:: SOURCE TEXT ::
· · · ·

My current synth lineup is Shapton 180, Cerax 320, Nanohone 200 micron diamond resin plate, cerax 1000, chosera 3k, Rika 5k and a kitayama 8k.
 
You're on the right path in terms of choosing a first stone. Something soft enough to self slurry without turning into a mud bath and relatively fine is generally speaking the right way to get into the JNat world. Thankfully there are tons of options that fit this bill - better tomaes (buy from someone who can show you a polish pic and has tested the stone, tomae can vary wildly from mine to mine) & softer suitas.

As others have alluded too, it's quite the rabbit hole and don't expect to be one and done.
 
Personally with my limited experience(own an Aizu,aoto,uchi, shiro suita) i would say that all your requirements are hard to fill with just one stone.
Maybe a middle(3+ up to 4+) hardness suita. Can be used for edges, creates a semi mirror on core or sometimes even on the clad.

Here are some suitas:

https://www.kitchen-knife.jp/special/suita.htmor here
https://www.shop.kurashige-tools.co...v.price.lte=320000&sort_by=created-descending

PS: Please correct me if im wrong.
Wow big selection. These look great. Thanks Christopher
 
As mentioned above, a great way to buy stones when you know what sort of result you’re looking for, and asking the seller for some sample polishes.

If you’re brave, you could go off the reputation of the seller or brand.

It sounds like you could use a softer and middle fine-ness suita, something a little reactive but not crazy acidic to highlight some grain, and capable of soft mirror cladding and dark contrast if you want. I promise it’s not because I just got one, but marouyama shiro suita fits this bill as well as the price tag. A small koppa should be about $150-200 + shipping. I think they also have ultra reactive stones dedicated to stainless steel. Toishi.jp

Hideriyama can be wonderful if it’s really soft, Takeda’s collection I have full trust in. Cooks edge has them, at reasonable prices. Fair warning, they’re super soft but can get you to a nice pink fuzzy mirror cladding. The shobu id like to try. ~ $200-350.

I have a baby aizu that just blasts out detail in core steel, but scratches the heck out of the clad. Those are an option as well, but really do need some discussion to find what you’re looking for.

Man. Exciting. Put the nose plugs and goggles on, you’ll be up to your ears in rocks soon!!

· · · ·

:: SUPPLIED INFORMATION ::
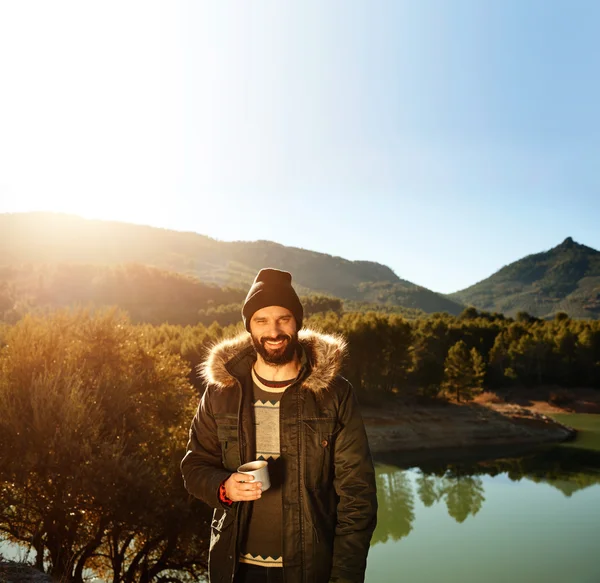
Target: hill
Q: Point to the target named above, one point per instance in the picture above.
(564, 279)
(48, 238)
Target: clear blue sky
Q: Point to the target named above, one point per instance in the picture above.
(444, 138)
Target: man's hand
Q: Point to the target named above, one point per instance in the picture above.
(242, 488)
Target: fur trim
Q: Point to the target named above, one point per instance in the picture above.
(326, 352)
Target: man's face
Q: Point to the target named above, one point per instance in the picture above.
(274, 334)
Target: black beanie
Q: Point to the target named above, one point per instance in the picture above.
(272, 287)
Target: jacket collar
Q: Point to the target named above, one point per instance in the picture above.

· · · ·

:: PROBLEMS TO SOLVE ::
[a] Using the sharpening stone thread, mark each statement yes or no and quote the words that decide it.
(i) A small koppa of marouyama shiro suita should cost about $150-200 plus shipping.
(ii) Hideriyama stones are described as very hard.
(iii) The baby aizu leaves the clad free of scratches.
[b] Write out the sharpening stone thread from "Personally with my" to "just one stone.", inclusive.
[c] In the sharpening stone thread, what kind of seller is recommended for buying a tomae?
The data is material separate from the sharpening stone thread.

:: PROBLEM SOLUTIONS ::
[a]
(i) Yes: "A small koppa should be about $150-200 + shipping."
(ii) No: "they’re super soft"
(iii) No: "scratches the heck out of the clad"

[b]
Personally with my limited experience(own an Aizu,aoto,uchi, shiro suita) i would say that all your requirements are hard to fill with just one stone.

[c] Someone who can show you a polish pic and has tested the stone.